EXERCISE GOAL:
Reproduce the material in full, unchanged.

Begin DATA TO USE

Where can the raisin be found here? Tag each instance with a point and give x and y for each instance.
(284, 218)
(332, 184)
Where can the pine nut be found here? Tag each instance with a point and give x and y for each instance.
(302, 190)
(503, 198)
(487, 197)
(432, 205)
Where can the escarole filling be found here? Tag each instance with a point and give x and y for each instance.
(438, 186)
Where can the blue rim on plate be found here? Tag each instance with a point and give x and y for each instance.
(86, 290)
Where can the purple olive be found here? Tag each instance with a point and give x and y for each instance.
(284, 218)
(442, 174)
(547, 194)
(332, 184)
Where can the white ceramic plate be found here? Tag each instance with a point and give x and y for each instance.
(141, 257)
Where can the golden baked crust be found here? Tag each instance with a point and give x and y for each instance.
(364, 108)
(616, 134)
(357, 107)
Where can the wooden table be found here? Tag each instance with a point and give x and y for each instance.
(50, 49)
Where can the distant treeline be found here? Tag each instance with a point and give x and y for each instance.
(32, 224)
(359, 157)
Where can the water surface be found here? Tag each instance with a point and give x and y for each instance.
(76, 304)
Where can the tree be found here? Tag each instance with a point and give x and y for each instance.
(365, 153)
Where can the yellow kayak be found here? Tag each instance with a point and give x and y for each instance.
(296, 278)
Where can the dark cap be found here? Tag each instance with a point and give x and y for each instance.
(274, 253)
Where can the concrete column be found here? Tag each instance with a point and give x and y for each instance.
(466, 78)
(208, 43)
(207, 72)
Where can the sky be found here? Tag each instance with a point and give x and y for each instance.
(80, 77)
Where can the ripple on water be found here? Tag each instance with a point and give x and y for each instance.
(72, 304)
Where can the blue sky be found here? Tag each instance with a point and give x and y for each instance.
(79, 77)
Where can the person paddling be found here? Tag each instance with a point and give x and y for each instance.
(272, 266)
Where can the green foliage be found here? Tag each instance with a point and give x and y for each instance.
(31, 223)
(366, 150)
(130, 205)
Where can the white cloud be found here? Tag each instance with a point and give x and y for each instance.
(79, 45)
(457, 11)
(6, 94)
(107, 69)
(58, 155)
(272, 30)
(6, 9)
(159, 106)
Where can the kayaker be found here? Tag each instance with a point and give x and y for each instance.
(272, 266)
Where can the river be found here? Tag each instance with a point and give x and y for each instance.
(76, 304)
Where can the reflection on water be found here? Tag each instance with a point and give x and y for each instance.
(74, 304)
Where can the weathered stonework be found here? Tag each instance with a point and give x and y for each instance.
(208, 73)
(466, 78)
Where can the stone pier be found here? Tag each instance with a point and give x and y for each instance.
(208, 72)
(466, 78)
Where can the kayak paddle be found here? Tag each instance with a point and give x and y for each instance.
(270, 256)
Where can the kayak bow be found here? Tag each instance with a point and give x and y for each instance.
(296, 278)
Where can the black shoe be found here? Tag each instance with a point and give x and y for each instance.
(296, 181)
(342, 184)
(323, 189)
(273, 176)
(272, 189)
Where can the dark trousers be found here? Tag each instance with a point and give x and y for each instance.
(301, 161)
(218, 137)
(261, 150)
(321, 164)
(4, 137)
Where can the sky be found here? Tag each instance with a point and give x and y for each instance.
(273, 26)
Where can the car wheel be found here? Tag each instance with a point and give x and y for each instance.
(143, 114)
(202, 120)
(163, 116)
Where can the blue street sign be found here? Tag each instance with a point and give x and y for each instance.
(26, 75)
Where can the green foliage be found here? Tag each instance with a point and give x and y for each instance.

End DATA TO USE

OUTPUT BELOW:
Where can the raisin be found here? Tag each instance with a point and give x and y for each instance.
(284, 218)
(332, 184)
Where can the pine nut be found here? Tag each instance with a point and give x and y for each instance.
(302, 190)
(503, 198)
(487, 197)
(432, 205)
Where can the escarole filling be found here? Tag each instance with a point and give x and y for each instance.
(438, 186)
Where can the blue rim on plate be found here? Tag each instance with a point and give x and y for each instance.
(86, 290)
Where can the purple olive be found here? Tag each instance with a point and give x and y for each instance.
(284, 218)
(442, 174)
(547, 194)
(332, 184)
Where can the white ceramic plate be found here? Tag each instance with a point and give x and y for each instance.
(141, 257)
Where can the golden baked crust be found here? Tag each instance with a point and give x and y for each instance.
(364, 108)
(616, 134)
(357, 107)
Where can the wooden table be found here? Tag each instance with a point and give x and y for each instance.
(50, 49)
Where can the distant treeline be found here? Tag each instance with a point and give x and y for each instance.
(32, 224)
(359, 157)
Where can the water surface be found here? Tag each instance with a point and give x and y for each instance.
(76, 304)
Where can the tree be found here? Tag each instance with a point and give x and y for each instance.
(365, 153)
Where can the yellow kayak be found here? Tag each instance with a point and give x and y for each instance.
(296, 278)
Where can the dark cap be found here? Tag each instance with a point and give x and y for each instance.
(274, 253)
Where can the concrete column be found here? Tag each instance with a point and give x and y for each instance.
(466, 78)
(208, 43)
(207, 72)
Where can the sky be found here? Tag each instance with a point and give x and y for each instance.
(80, 77)
Where can the ripple on water be found here? Tag each instance with a point and give x and y for each instance.
(72, 304)
Where can the blue sky be found here? Tag each instance with a point and give x and y for each instance.
(79, 77)
Where can the person paddling be found here? Tag each instance with a point and give x and y for each instance.
(272, 266)
Where can the green foliage be found here? Tag each instance with a point and give x and y for each instance.
(31, 223)
(366, 150)
(130, 205)
Where can the white cloud be found here? Tag each instance with a point and give x and y for each instance.
(79, 45)
(457, 11)
(6, 94)
(107, 69)
(58, 155)
(272, 30)
(6, 9)
(159, 106)
Where can the kayaker be found here? Tag each instance with a point and give x and y for each instance.
(272, 266)
Where can the river be found here? Tag each instance with a point and give x and y for each instance.
(76, 304)
Where can the reflection on water be found here? Tag each instance with a point and give x and y for each instance.
(74, 304)
Where can the weathered stonework be found here? Tag each instance with a point and give x and y for each instance.
(208, 73)
(466, 78)
Where can the stone pier be found here? Tag each instance with a point and give x and y for each instance.
(208, 72)
(466, 78)
Where can the kayak paddle be found here? Tag each instance with a point and give x and y for each instance.
(270, 256)
Where can the kayak bow be found here? Tag each instance with a point and give x and y for each instance.
(296, 278)
Where can the black shoe be found here? Tag each instance with a point and give x and y for each instance.
(296, 181)
(342, 184)
(323, 189)
(273, 176)
(272, 189)
Where can the dark trousers be found here? Tag each instance with a point and give x and y for each instance.
(301, 161)
(218, 137)
(261, 150)
(321, 164)
(4, 137)
Where can the sky be found here? Tag each instance with a point and give x and y for each instance.
(273, 26)
Where can the car wheel be found here? Tag each instance with a point and give x and y for each instance.
(143, 114)
(202, 120)
(163, 116)
Where can the blue street sign be found here? Tag each instance with a point and give x and y for each instance.
(26, 75)
Where can the green foliage be found here? Tag each instance with a point and give x and y for each instance.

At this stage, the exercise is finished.